抜粋:
################

本発明の基本的考え(概念)を模式的に図1に示す。
図1中に示された曲線は、素材である鋼板のn値と部材の座屈部の曲率半径との関係を示
す曲線であり、板厚が一定の場合には、n値により定まる座屈部の曲率半径を示す。素材とする鋼板について、得られた限界曲げ半径が、図1中に示す曲線よりも大きい場合(折れ、裂け発生領域)、すなわち、限界曲げ半径が、n値から求まる座屈部の曲率半径よりも大きい場合には、部材を衝突変形すると、部材に折れ、裂けが発生し、軸方向に蛇腹状に圧潰変形しなくなる。
【0020】
一方、素材となる鋼板について得られた限界曲げ半径が、図1中に示す曲線と同じか、それよりも小さい場合(蛇腹状の軸圧潰領域)、すなわち限界曲げ半径が、n値から求まる座屈部の曲率半径と同じか、それより小さい場合には、部材を衝突変形すると所定の曲率半径に変形し、部材は軸方向に安定座屈し、蛇腹状に圧潰変形する。
すなわち、素材である鋼板のn値が同等であっても、限界曲げ半径が大きくなり曲げ特性が低下した鋼板製の部材は、折れ、裂けが発生し蛇腹状に安定座屈しなくなる。鋼板のn値が大きくなると、n値で定まる座屈部の曲率半径が大きくなり、曲げ特性が少々低下し限界曲げ半径が大きくなっても、部材は蛇腹状に安定座屈する。
【0021】
本発明は、部材を軸方向に衝突変形させた際に、部材を蛇腹状に安定座屈させるためには、部材を構成する鋼板をn値と曲げ特性との関係が所定の関係式を満足する鋼板とすることが重要となることを見出したことに基づくものである。
なお、曲げ性の評価方法としては、180°U曲げと90°V曲げが一般的であるが、本発明では、180°U曲げ試験により曲げ性を評価した。すなわち、180°U曲げは90°V曲げよりも曲げ割れ限界を示す、限界曲げ半径が大きい場合が多く、より厳しい変形に対する指標であり、軸圧潰変形の指標として良い相関を示す。一方、90°V曲げの限界曲げ半径はハット型部材等の90°程度の曲げ成形時に用いられる指標であり,軸圧潰変形において90°V曲げでは、この関係は成り立たない。ここに、90°V曲げではなく180°U曲げが重要であるのは、蛇腹上に圧潰変形する際の座屈変形部が180°U曲げに近い変形状態であるためと、考えられる。

################

記述課題:
A: 鋼板の座屈に関する抜粋において、本発明では曲げ性をどの試験で評価したかを答えよ。
B: 鋼板の座屈に関する抜粋を、最後の文の後から書き継げ。
次に並ぶ行は、ここでは何の役割も持たない。

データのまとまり
################

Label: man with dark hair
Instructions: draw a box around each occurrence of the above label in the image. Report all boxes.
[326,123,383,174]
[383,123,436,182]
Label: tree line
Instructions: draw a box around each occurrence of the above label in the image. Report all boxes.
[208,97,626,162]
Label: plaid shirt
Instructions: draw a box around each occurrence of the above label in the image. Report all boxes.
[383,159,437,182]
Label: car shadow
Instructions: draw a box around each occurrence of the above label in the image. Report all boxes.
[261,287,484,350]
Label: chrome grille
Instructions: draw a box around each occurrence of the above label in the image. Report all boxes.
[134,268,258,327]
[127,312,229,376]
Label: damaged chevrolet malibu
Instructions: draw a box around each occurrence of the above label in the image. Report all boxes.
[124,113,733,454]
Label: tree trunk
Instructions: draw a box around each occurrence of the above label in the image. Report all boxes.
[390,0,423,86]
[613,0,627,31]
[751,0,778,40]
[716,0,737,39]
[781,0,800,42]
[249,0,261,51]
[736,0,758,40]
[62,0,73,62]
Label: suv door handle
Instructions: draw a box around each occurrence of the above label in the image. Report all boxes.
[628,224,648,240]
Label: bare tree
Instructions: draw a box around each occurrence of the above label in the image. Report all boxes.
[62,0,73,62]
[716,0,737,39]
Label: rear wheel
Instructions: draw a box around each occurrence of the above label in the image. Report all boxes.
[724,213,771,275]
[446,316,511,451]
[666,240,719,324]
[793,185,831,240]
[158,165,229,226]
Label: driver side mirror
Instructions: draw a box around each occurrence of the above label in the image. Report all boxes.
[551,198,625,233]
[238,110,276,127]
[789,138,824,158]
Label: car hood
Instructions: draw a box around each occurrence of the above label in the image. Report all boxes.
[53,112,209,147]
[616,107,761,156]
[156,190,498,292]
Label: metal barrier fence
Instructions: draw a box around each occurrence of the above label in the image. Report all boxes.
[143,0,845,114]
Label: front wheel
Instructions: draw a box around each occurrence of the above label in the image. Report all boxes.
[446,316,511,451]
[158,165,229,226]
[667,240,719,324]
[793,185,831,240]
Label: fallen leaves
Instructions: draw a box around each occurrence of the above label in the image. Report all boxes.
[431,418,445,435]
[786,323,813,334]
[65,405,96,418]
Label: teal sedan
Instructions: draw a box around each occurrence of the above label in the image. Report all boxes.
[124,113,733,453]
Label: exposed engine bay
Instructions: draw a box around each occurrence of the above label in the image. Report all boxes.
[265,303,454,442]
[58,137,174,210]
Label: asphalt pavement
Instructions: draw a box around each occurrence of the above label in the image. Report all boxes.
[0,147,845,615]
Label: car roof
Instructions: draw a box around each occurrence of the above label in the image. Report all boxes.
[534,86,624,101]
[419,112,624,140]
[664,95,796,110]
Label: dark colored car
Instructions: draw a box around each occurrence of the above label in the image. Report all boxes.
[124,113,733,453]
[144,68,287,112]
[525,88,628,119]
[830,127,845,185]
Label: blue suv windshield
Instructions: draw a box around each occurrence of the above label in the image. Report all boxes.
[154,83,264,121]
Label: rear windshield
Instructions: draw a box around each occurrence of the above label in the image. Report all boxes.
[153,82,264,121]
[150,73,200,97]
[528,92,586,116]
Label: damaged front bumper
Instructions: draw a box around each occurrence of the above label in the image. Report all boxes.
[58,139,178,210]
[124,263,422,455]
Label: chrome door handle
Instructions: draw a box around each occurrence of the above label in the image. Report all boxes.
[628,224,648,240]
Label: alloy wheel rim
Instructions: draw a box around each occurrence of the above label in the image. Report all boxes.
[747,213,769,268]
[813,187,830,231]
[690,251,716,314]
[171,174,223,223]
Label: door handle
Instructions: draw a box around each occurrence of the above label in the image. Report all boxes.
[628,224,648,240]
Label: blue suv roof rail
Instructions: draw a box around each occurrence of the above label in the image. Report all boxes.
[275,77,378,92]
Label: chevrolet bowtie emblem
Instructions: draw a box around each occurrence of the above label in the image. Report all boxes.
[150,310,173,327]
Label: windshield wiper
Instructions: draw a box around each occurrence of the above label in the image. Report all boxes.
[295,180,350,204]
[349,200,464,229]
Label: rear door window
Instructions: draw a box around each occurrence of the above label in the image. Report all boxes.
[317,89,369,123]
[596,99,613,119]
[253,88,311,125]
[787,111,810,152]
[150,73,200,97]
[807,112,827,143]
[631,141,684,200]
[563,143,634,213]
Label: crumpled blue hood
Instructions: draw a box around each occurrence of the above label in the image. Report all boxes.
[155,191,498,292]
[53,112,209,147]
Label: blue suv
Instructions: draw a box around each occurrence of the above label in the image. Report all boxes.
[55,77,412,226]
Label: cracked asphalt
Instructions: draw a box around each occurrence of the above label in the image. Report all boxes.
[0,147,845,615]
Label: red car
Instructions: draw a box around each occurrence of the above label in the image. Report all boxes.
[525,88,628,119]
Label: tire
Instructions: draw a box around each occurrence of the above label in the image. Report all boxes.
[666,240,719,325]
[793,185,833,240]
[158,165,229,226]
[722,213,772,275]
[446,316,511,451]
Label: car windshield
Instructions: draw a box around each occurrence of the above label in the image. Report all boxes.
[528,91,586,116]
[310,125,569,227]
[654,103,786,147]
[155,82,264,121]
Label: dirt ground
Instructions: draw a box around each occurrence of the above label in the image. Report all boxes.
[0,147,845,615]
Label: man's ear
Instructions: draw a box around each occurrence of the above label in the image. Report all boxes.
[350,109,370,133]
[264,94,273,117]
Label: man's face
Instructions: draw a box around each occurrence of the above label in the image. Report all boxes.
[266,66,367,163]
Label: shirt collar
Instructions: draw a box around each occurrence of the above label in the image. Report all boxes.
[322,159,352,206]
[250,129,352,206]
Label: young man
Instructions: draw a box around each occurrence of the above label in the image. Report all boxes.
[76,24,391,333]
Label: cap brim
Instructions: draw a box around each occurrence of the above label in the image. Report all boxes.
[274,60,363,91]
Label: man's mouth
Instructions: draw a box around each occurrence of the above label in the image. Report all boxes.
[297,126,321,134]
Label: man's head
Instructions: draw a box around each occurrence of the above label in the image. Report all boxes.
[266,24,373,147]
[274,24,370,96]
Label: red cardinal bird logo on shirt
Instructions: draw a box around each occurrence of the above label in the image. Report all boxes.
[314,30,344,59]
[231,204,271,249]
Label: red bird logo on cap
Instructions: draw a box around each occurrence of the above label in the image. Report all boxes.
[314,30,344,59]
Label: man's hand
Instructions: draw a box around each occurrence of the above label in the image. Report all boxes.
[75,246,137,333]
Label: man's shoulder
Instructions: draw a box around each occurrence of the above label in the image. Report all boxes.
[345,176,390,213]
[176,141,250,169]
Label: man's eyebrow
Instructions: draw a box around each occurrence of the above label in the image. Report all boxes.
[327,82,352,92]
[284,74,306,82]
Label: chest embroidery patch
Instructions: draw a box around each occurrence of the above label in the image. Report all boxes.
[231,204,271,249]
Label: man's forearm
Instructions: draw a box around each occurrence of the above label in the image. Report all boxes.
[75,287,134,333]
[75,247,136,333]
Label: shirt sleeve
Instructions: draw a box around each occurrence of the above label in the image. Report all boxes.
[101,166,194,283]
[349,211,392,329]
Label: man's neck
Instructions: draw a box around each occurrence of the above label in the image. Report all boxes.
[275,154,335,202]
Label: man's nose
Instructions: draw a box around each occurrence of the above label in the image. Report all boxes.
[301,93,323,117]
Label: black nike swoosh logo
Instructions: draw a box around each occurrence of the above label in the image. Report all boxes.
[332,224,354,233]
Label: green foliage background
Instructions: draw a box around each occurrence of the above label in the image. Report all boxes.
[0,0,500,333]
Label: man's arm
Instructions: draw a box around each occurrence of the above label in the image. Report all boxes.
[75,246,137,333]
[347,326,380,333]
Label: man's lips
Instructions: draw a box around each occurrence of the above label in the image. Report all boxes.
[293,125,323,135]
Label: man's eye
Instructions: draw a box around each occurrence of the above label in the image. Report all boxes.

################

最終結果:
A: 180°U曲げ試験

B:
【0022】
まず、本発明の基礎となった実験結果について説明する。
一般的には、サイドフレーム等の衝突エネルギーの吸収部材の軸方向圧潰性能は、正方形断面の部材で評価される。そこで引張強さ980 MPa級〜1180MPa級の各種高強度薄鋼板を用いて成形された、図2(c)に示す断面の衝突エネルギー吸収部材(軸高さ:230mm)を作製し、該部材の軸方向に、110kgfの錘を50km/h相当の速度で衝突させ160mm圧潰変形し、蛇腹状に安定座屈した部材を選択し、圧潰後の変形状況を観察した。
【0023】
なお、使用した薄鋼板については、引張特性以外に、予め、n値を調査した。n値は、真歪:5〜10%の範囲で計算した。なお引張試験時に均一伸びが10%に満たず、真歪10%での応力が計算できない場合には、真歪5%から、計算可能な最大の真歪の範囲内で求めた。n値は次式を用いて算出した。
n値=(lnσ10−lnσ5)/(ln0.1−ln0.05)
(ここでσ10:真歪10%での真応力、σ5:真歪5%での真応力)
ただし、真歪10%でのデータ採取が不可能である場合には、求められる最大の真歪およびそれに対応する真応力で計算するものとする。
【0024】
上記した圧潰変形後の蛇腹状に潰れた部分、すなわち座屈部の曲げ半径R(J)を測定し、得られた結果をn値との関係で、図3に示す。なお、図3では、板厚tで規格化し、R(J)/tとして示している。なお、座屈部の半径は、次のようにして求めた。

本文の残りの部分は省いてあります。